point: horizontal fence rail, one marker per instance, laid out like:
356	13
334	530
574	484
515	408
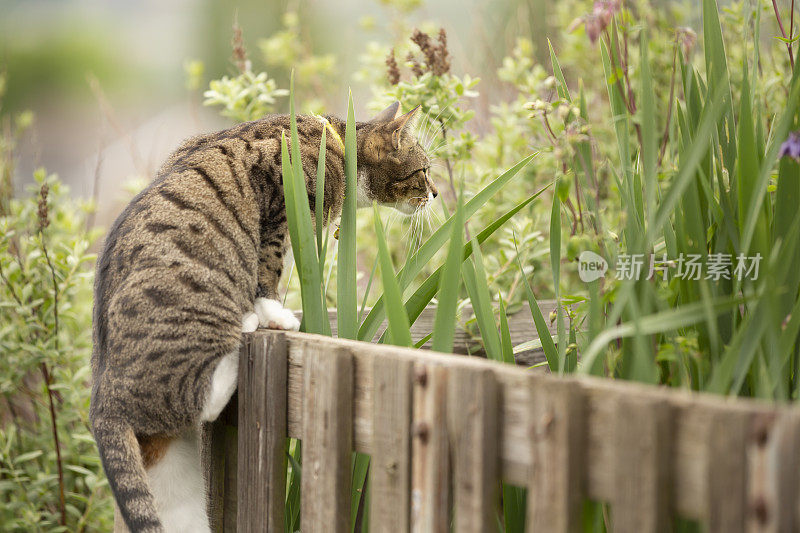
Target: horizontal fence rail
443	428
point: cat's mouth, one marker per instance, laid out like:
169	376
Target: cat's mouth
414	204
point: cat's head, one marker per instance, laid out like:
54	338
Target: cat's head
393	166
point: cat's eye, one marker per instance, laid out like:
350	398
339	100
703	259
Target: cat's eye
423	170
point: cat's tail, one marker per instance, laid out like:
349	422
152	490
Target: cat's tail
124	467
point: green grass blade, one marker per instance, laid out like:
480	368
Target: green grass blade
555	265
648	126
319	202
360	470
506	347
548	346
659	322
514	508
399	329
427	289
478	290
445	321
298	216
346	290
561	86
426	252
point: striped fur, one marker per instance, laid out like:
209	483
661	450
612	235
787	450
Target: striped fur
188	262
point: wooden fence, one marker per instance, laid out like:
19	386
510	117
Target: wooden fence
443	430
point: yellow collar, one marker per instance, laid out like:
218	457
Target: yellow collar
331	130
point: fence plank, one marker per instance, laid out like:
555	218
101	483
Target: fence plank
327	439
219	459
390	477
726	474
472	403
772	467
262	434
430	488
692	467
557	485
642	454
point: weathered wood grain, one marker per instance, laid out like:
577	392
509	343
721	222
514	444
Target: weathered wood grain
327	439
219	457
556	487
710	459
430	469
643	435
472	400
772	472
390	466
726	483
262	434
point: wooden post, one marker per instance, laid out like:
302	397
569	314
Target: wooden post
430	472
219	458
643	451
726	472
773	466
390	471
327	439
262	434
556	490
473	425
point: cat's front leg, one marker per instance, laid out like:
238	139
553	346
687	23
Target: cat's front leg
272	315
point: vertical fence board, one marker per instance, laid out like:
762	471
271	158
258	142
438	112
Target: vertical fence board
557	486
390	471
473	427
327	439
262	434
214	457
784	467
430	494
642	454
218	454
725	470
772	472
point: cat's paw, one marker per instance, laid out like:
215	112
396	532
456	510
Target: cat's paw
272	315
249	323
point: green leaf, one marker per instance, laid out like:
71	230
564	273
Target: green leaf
399	329
445	321
555	265
478	290
298	217
505	335
319	200
427	289
426	252
548	346
346	290
561	86
659	322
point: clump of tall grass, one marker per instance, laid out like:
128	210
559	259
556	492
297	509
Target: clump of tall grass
309	252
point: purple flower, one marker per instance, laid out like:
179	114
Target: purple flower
791	147
598	20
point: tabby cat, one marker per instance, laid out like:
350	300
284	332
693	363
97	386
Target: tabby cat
193	261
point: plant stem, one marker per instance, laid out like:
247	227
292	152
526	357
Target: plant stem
783	33
665	137
47	382
54	426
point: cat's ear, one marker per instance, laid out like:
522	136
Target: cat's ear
402	126
388	114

━━━━━━━━━━

■ Problem details: Rewrite every one of the lines above as a numbered list, skipping any blank lines and leaving the pictures out.

■ Worked solution:
1. point: horizontal fence rail, one marker per instance, laid out like:
2. 356	13
3. 334	530
4. 574	484
5. 515	408
6. Target: horizontal fence rail
7. 443	428
8. point: cat's mouth, one marker per instance, laid out like:
9. 169	376
10. Target: cat's mouth
11. 414	204
12. point: cat's head, one marker per instance, laid out like:
13. 54	338
14. Target: cat's head
15. 393	166
16. point: cat's eye, one marker per instance, laid out like:
17. 350	398
18. 339	100
19. 703	259
20. Target: cat's eye
21. 423	170
22. point: cat's tail, one marker per instance, laid out like:
23. 349	422
24. 152	490
25. Target: cat's tail
26. 124	467
27. point: green grass blade, one marker per instance, laid out like:
28. 480	368
29. Target: green grass blade
30. 555	265
31. 648	126
32. 319	202
33. 360	470
34. 506	347
35. 548	346
36. 659	322
37. 514	508
38. 399	329
39. 427	289
40. 478	290
41. 445	321
42. 298	216
43. 346	290
44. 561	86
45. 426	252
46. point: striped fur, one marker per instance, laid out like:
47. 209	483
48. 661	450
49. 612	235
50. 787	450
51. Target: striped fur
52. 188	262
53. point: wooden fence, one marker per instance, laid out like:
54. 19	386
55. 510	117
56. Target: wooden fence
57. 443	430
58. point: yellow collar, one marker per instance, laid out like:
59. 218	457
60. Target: yellow collar
61. 331	130
62. point: fence plank, one marker per instance, laid out like:
63. 555	218
64. 101	483
65. Target: fence plank
66. 327	439
67. 219	459
68. 390	477
69. 726	474
70. 472	403
71. 772	467
72. 262	434
73. 430	488
74. 692	467
75. 557	485
76. 642	454
77. point: weathered wood grain, one marker per instance, laid out like:
78. 577	392
79. 509	343
80. 721	222
81. 514	444
82. Target: weathered wood grain
83. 327	439
84. 219	457
85. 556	487
86. 710	459
87. 430	469
88. 643	435
89. 472	400
90. 772	472
91. 390	466
92. 726	483
93. 262	434
94. point: wooden post, one marker per instance, laid out like:
95. 302	397
96. 569	314
97. Target: wooden post
98. 430	472
99. 219	458
100. 643	451
101. 726	472
102. 773	466
103. 390	471
104. 327	439
105. 262	434
106. 556	490
107. 473	425
108. point: cat's front leg, one marker per instance, laid out like:
109. 238	139
110. 553	346
111. 687	23
112. Target: cat's front leg
113. 272	315
114. point: vertical fence board, one marker per instance, laid out like:
115. 762	471
116. 271	158
117. 258	142
118. 438	112
119. Target: vertical fence board
120. 557	486
121. 390	471
122. 473	427
123. 327	439
124. 262	434
125. 214	457
126. 784	467
127. 430	494
128. 642	454
129. 218	454
130. 725	470
131. 772	472
132. point: cat's paw, one marker per instance, laid out like:
133. 215	112
134. 396	532
135. 456	510
136. Target: cat's paw
137. 272	315
138. 249	323
139. point: green leaf, one marker per instance, laid out like:
140. 71	230
141. 564	273
142. Target: green leaf
143. 399	329
144. 445	321
145. 555	265
146. 478	290
147. 298	217
148. 505	335
149. 319	200
150. 427	289
151. 426	252
152. 548	346
153. 346	290
154. 561	86
155. 659	322
156. point: clump of tall grass, one marker per instance, laid out like:
157. 128	210
158. 559	259
159. 556	492
160. 297	509
161. Target: clump of tall grass
162. 309	252
163. point: purple flower, one marker per instance, laid out like:
164. 179	114
165. Target: purple flower
166. 791	147
167. 598	20
168. point: tabby cat, one marker per instance, laid out like:
169. 350	300
170. 284	332
171. 693	363
172. 97	386
173. Target: tabby cat
174. 193	261
175. point: plant stem, one marker per instance, laid out like:
176. 247	227
177. 292	152
178. 526	357
179. Target: plant stem
180. 783	33
181. 665	137
182. 47	382
183. 54	426
184. point: cat's ear, one marker per instance, laid out like:
185. 522	136
186. Target: cat's ear
187. 402	126
188. 388	114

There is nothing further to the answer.